§ **GIVEN INFORMATION**:
- - - - -

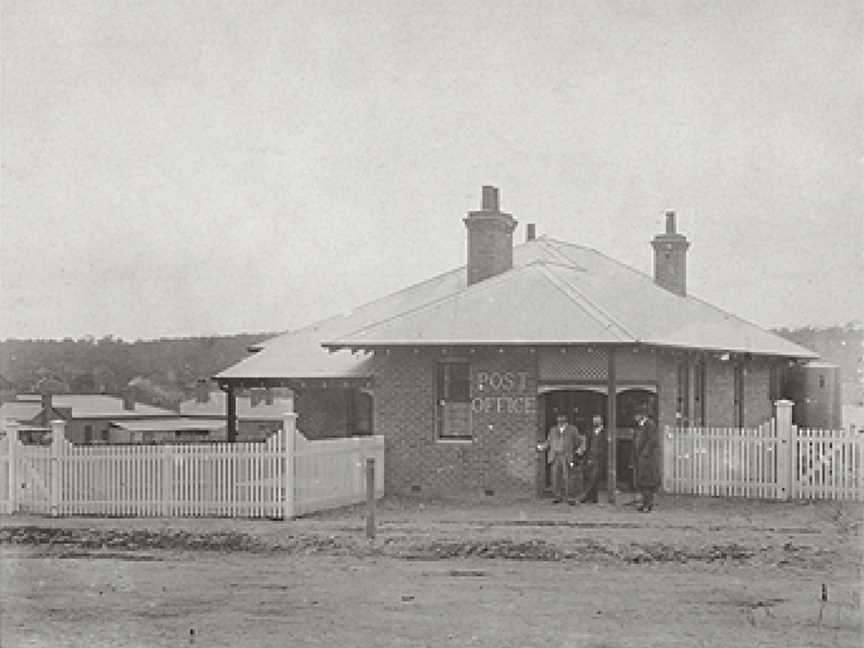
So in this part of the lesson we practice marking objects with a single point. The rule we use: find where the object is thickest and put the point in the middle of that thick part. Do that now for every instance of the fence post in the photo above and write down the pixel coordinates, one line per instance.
(668, 466)
(167, 481)
(58, 437)
(289, 431)
(370, 498)
(12, 457)
(787, 469)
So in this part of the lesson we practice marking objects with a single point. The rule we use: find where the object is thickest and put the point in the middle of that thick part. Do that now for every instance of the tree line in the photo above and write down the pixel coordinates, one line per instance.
(161, 372)
(165, 371)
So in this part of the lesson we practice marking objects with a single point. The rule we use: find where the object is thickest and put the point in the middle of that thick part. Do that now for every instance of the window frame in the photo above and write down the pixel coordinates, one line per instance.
(441, 399)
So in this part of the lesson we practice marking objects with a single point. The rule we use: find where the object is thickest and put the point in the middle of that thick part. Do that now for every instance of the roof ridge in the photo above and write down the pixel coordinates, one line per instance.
(582, 301)
(473, 288)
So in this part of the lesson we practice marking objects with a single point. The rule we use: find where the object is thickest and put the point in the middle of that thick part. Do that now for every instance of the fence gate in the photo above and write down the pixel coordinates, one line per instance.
(775, 460)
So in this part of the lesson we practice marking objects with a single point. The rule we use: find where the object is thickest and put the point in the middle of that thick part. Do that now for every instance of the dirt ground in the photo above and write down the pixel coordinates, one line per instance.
(696, 572)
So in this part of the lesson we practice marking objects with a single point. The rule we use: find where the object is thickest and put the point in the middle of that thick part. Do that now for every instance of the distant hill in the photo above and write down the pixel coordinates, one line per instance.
(840, 345)
(162, 371)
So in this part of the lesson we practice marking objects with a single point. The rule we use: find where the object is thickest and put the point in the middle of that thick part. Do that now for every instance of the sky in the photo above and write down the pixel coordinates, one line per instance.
(204, 167)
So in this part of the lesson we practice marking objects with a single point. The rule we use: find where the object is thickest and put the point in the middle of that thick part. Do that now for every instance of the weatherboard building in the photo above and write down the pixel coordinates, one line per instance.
(463, 373)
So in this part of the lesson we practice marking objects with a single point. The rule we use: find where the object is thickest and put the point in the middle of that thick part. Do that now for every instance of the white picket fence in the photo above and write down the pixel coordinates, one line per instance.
(775, 460)
(280, 478)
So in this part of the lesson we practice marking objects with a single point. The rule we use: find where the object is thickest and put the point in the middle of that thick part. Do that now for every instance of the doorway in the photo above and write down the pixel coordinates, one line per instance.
(580, 406)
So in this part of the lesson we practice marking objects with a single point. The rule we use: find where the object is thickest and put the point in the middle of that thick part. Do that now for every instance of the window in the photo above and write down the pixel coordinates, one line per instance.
(738, 394)
(682, 408)
(699, 394)
(775, 380)
(453, 400)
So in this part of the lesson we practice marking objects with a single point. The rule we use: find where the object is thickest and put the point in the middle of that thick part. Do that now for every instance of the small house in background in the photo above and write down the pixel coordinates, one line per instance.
(166, 430)
(463, 373)
(259, 413)
(89, 417)
(8, 389)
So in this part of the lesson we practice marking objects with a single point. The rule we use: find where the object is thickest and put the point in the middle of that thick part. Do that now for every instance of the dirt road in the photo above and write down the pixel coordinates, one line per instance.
(699, 573)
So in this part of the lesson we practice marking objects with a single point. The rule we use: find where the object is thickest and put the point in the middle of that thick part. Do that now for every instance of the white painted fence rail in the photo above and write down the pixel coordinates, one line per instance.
(282, 477)
(775, 460)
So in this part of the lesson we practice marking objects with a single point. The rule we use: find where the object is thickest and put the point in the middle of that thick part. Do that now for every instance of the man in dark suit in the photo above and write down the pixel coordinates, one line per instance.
(564, 446)
(645, 458)
(594, 460)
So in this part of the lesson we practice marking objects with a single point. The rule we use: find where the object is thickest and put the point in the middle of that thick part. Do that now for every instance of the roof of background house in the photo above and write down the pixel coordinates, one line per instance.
(556, 293)
(215, 407)
(87, 406)
(19, 411)
(175, 424)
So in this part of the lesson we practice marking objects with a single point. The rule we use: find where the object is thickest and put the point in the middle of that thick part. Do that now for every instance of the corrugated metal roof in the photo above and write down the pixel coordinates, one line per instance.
(19, 411)
(215, 407)
(570, 295)
(168, 425)
(557, 292)
(299, 354)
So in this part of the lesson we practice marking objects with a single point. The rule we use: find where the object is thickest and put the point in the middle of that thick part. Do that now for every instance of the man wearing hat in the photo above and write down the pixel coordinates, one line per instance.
(594, 460)
(645, 457)
(564, 446)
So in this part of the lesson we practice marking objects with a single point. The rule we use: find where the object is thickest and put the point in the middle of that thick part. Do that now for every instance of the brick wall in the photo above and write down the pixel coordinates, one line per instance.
(720, 395)
(322, 413)
(757, 405)
(501, 456)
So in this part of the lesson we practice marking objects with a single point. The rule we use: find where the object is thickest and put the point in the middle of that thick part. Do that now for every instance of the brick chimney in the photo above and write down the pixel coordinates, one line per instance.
(490, 238)
(670, 258)
(47, 409)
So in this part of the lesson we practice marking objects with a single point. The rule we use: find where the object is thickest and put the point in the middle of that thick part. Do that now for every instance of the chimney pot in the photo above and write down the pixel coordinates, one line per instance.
(670, 258)
(490, 199)
(670, 222)
(490, 238)
(202, 391)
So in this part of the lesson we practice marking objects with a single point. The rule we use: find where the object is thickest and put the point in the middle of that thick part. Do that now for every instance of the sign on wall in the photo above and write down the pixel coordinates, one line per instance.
(502, 392)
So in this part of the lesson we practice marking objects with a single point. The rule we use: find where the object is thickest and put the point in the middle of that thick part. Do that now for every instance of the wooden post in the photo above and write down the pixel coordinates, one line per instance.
(370, 498)
(787, 468)
(230, 414)
(167, 498)
(611, 429)
(58, 437)
(666, 437)
(12, 457)
(289, 429)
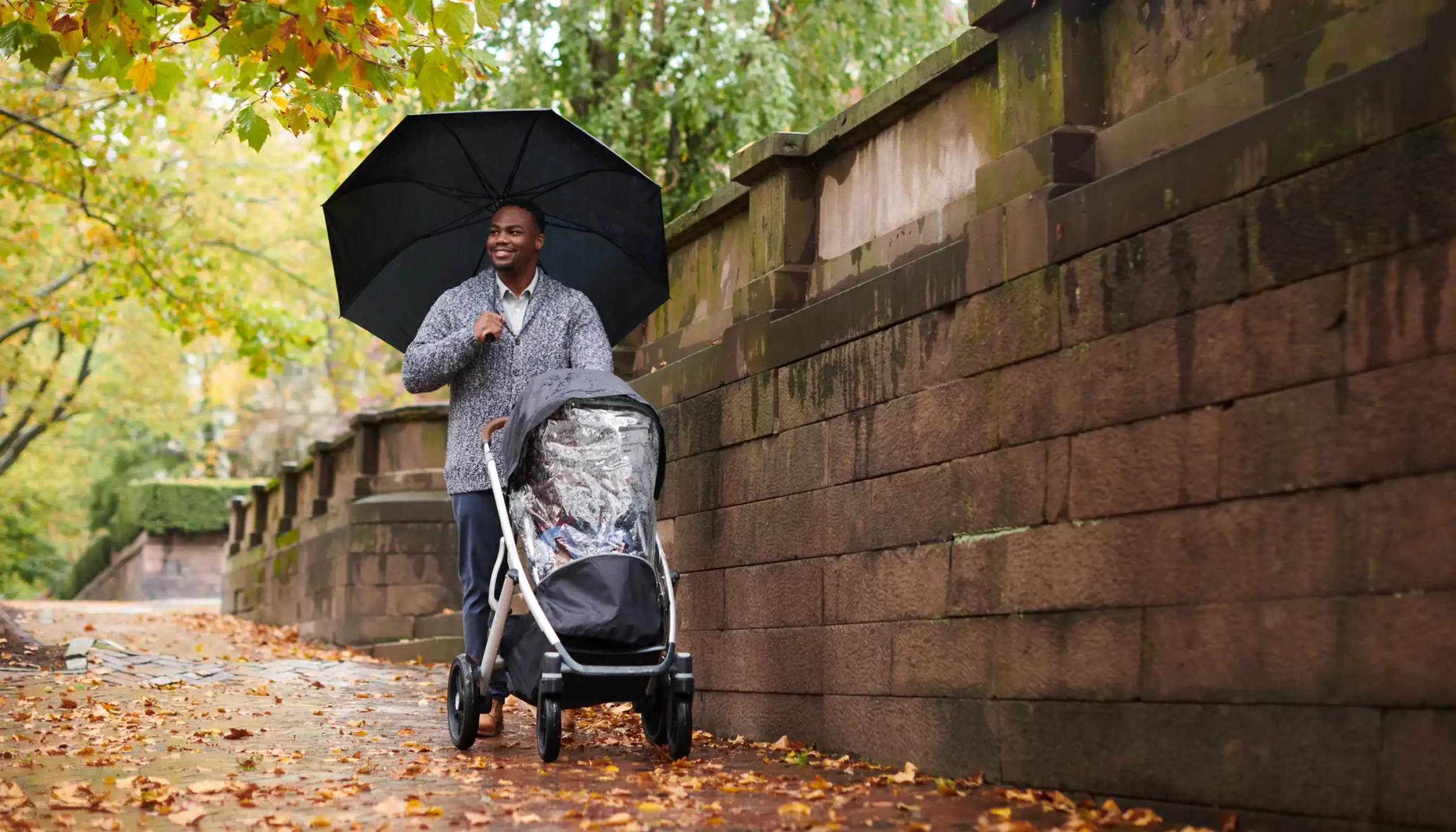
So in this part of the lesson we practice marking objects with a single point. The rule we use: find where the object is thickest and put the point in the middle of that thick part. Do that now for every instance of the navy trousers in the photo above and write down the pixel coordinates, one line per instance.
(479, 529)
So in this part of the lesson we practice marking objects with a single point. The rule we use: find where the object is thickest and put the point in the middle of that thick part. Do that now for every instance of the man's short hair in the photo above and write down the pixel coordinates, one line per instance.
(526, 206)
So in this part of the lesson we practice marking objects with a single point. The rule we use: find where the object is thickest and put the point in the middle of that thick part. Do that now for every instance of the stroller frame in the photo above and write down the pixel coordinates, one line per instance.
(666, 709)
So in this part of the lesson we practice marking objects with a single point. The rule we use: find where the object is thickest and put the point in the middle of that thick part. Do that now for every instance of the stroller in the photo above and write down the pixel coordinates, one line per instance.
(581, 458)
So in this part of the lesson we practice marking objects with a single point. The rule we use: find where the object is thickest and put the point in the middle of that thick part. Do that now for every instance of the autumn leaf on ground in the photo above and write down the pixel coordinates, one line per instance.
(11, 796)
(187, 817)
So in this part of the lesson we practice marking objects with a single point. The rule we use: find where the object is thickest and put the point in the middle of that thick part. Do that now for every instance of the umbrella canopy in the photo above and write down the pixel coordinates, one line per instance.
(412, 219)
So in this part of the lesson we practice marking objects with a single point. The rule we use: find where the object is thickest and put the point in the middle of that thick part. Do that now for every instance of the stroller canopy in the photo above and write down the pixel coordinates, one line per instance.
(549, 392)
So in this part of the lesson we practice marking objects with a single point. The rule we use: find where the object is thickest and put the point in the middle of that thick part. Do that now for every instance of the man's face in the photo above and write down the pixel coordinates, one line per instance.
(514, 238)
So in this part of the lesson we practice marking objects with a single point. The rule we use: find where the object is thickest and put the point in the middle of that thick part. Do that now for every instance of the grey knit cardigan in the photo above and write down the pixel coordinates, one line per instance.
(561, 330)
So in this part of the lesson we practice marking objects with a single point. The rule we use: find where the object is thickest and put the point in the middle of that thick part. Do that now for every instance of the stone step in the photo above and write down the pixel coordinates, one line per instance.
(437, 626)
(439, 651)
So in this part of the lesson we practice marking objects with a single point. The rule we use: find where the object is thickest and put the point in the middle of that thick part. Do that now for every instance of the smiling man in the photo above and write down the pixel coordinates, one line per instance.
(487, 338)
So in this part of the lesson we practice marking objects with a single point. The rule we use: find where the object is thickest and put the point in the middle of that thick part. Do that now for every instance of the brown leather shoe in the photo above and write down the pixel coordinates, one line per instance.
(493, 723)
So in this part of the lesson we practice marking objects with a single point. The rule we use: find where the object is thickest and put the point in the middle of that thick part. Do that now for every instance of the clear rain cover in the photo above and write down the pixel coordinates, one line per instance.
(587, 487)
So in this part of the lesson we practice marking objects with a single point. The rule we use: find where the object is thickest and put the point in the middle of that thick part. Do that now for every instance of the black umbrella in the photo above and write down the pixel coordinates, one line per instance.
(411, 221)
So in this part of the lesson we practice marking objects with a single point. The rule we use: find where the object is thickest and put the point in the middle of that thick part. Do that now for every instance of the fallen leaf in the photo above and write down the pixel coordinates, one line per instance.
(187, 817)
(12, 796)
(392, 806)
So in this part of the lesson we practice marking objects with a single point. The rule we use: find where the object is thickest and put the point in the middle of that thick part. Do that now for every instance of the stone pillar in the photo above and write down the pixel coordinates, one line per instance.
(289, 483)
(239, 525)
(259, 516)
(322, 475)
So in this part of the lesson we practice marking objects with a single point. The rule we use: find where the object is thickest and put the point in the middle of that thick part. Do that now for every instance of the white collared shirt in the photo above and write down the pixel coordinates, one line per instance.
(513, 307)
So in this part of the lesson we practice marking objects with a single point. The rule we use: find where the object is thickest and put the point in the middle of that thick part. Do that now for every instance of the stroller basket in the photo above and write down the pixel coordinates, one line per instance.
(583, 464)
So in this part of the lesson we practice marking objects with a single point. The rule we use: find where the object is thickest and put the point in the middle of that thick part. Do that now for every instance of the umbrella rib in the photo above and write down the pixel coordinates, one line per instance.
(564, 181)
(475, 168)
(519, 156)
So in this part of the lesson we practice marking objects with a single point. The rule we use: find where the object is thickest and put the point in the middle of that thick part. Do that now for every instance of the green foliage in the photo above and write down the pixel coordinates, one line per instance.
(677, 86)
(175, 504)
(154, 506)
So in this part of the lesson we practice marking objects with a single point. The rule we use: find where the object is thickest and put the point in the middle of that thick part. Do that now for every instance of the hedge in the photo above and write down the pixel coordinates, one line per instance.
(155, 506)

- - - - -

§ **TASK DIRECTIONS**:
Reproduce the records above exactly, starting with the line that contains "of the green" and ending with the last line.

§ **ANSWER TO THE PROBLEM**:
So in this part of the lesson we practice marking objects with a single point. The rule we use: find where the object is thickest and put the point in the middle of that thick part. Do that now for every instance of the green foliage in the photo above and write down the pixel coordinates, one line per instance.
(677, 86)
(175, 504)
(154, 506)
So in this part of the lesson we practice marking objects with a single point. The rule we use: find where the object is thickest and put the point in the middle of that thick part. Do that now for every instance of the hedge in the photo above and write down the pixel coordinates, one line per instance.
(155, 506)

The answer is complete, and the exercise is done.